[TEXT PASSAGE]
^^^^

Theorem ov6g 7565

Description: The value of an operation class abstraction. Special case. (Contributed by NM, 13-Nov-2006.)

Hypotheses

Ref	Expression
ov6g.1	⊢ (⟨𝑥, 𝑦⟩ = ⟨𝐴, 𝐵⟩ → 𝑅 = 𝑆)
ov6g.2	⊢ 𝐹 = {⟨⟨𝑥, 𝑦⟩, 𝑧⟩ ∣ (⟨𝑥, 𝑦⟩ ∈ 𝐶 ∧ 𝑧 = 𝑅)}

Assertion

Ref	Expression
ov6g	⊢ (((𝐴 ∈ 𝐺 ∧ 𝐵 ∈ 𝐻 ∧ ⟨𝐴, 𝐵⟩ ∈ 𝐶) ∧ 𝑆 ∈ 𝐽) → (𝐴𝐹𝐵) = 𝑆)

Distinct variable groups:   𝑥,𝑦,𝑧,𝐴   𝑥,𝐵,𝑦,𝑧   𝑥,𝐶,𝑦,𝑧   𝑧,𝑅   𝑥,𝑆,𝑦,𝑧

Allowed substitution hints:   𝑅(𝑥,𝑦)   𝐹(𝑥,𝑦,𝑧)   𝐺(𝑥,𝑦,𝑧)   𝐻(𝑥,𝑦,𝑧)   𝐽(𝑥,𝑦,𝑧)

Proof of Theorem ov6g

Dummy variable 𝑤 is distinct from all other variables.

Step	Hyp	Ref	Expression
1		df-ov 7405	. 2 ⊢ (𝐴𝐹𝐵) = (𝐹‘⟨𝐴, 𝐵⟩)

^^^^

[EXCERPTED RECORDS]
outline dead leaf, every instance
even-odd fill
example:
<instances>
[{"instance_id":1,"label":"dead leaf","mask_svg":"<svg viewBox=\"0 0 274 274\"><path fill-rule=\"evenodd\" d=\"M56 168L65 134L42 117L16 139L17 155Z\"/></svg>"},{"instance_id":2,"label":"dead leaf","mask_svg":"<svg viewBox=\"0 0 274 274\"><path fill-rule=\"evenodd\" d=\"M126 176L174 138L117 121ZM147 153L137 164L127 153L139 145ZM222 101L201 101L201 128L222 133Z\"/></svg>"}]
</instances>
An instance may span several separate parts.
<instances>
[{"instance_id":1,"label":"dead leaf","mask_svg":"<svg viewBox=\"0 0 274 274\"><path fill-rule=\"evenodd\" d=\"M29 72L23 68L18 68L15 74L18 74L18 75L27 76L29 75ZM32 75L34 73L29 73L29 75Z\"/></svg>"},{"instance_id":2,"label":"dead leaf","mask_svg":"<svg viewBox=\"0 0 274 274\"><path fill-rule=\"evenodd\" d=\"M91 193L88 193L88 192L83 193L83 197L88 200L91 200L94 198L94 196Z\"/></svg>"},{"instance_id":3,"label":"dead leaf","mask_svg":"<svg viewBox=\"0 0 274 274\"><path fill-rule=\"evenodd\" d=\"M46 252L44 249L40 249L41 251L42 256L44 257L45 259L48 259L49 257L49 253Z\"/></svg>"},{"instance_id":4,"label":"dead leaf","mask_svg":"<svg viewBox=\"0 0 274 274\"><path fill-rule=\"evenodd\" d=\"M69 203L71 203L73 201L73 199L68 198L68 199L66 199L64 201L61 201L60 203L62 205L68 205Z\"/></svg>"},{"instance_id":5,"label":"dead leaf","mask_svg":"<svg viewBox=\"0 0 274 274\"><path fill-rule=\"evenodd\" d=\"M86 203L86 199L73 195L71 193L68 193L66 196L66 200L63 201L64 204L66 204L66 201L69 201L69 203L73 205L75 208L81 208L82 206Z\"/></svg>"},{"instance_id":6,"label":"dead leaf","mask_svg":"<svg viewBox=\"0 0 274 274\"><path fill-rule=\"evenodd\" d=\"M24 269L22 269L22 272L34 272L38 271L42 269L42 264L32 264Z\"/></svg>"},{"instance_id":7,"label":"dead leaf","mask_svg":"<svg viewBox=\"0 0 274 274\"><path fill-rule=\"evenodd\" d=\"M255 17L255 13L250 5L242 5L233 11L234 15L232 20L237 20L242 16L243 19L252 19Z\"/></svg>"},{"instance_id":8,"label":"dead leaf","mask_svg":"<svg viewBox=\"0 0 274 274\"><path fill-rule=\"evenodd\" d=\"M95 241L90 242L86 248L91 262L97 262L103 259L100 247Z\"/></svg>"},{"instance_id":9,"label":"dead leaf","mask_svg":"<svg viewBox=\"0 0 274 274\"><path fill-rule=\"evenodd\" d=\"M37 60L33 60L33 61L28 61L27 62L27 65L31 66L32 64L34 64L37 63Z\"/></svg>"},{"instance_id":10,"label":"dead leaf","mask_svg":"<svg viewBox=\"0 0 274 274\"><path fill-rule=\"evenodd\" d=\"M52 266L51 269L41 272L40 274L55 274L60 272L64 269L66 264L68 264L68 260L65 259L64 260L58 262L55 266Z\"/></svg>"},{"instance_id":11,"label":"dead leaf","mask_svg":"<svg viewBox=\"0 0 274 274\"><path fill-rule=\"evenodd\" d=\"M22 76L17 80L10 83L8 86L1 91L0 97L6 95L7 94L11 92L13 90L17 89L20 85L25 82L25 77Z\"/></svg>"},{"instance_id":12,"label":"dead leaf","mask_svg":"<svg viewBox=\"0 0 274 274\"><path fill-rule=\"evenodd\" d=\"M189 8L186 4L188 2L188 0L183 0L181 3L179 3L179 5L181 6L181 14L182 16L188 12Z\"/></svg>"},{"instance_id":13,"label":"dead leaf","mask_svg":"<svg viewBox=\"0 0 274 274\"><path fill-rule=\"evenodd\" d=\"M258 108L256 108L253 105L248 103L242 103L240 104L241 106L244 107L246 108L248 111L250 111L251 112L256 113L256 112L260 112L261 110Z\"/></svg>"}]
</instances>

^^^^

[TASKS TO CARRY OUT]
1. According to the ov6g theorem page, who contributed the theorem, and on what date?
2. Carry the ov6g theorem page forward from its last line, extending the proof past step 1.
The items stand apart from the ov6g theorem page and are separate material.

[THE REPLIES]
1. NM contributed it on 13-Nov-2006.

2.
2		eqid 2724	. . . . . 6 ⊢ 𝑆 = 𝑆
3		biidd 262	. . . . . . 7 ⊢ ((𝑥 = 𝐴 ∧ 𝑦 = 𝐵) → (𝑆 = 𝑆 ↔ 𝑆 = 𝑆))
4	3	copsex2g 5484	. . . . . 6 ⊢ ((𝐴 ∈ 𝐺 ∧ 𝐵 ∈ 𝐻) → (∃𝑥∃𝑦(⟨𝐴, 𝐵⟩ = ⟨𝑥, 𝑦⟩ ∧ 𝑆 = 𝑆) ↔ 𝑆 = 𝑆))
5	2, 4	mpbiri 258	. . . . 5 ⊢ ((𝐴 ∈ 𝐺 ∧ 𝐵 ∈ 𝐻) → ∃𝑥∃𝑦(⟨𝐴, 𝐵⟩ = ⟨𝑥, 𝑦⟩ ∧ 𝑆 = 𝑆))
6	5	3adant3 1129	. . . 4 ⊢ ((𝐴 ∈ 𝐺 ∧ 𝐵 ∈ 𝐻 ∧ ⟨𝐴, 𝐵⟩ ∈ 𝐶) → ∃𝑥∃𝑦(⟨𝐴, 𝐵⟩ = ⟨𝑥, 𝑦⟩ ∧ 𝑆 = 𝑆))
7	6	adantr 480	. . 3 ⊢ (((𝐴 ∈ 𝐺 ∧ 𝐵 ∈ 𝐻 ∧ ⟨𝐴, 𝐵⟩ ∈ 𝐶) ∧ 𝑆 ∈ 𝐽) → ∃𝑥∃𝑦(⟨𝐴, 𝐵⟩ = ⟨𝑥, 𝑦⟩ ∧ 𝑆 = 𝑆))
8		eqeq1 2728	. . . . . . . 8 ⊢ (𝑤 = ⟨𝐴, 𝐵⟩ → (𝑤 = ⟨𝑥, 𝑦⟩ ↔ ⟨𝐴, 𝐵⟩ = ⟨𝑥, 𝑦⟩))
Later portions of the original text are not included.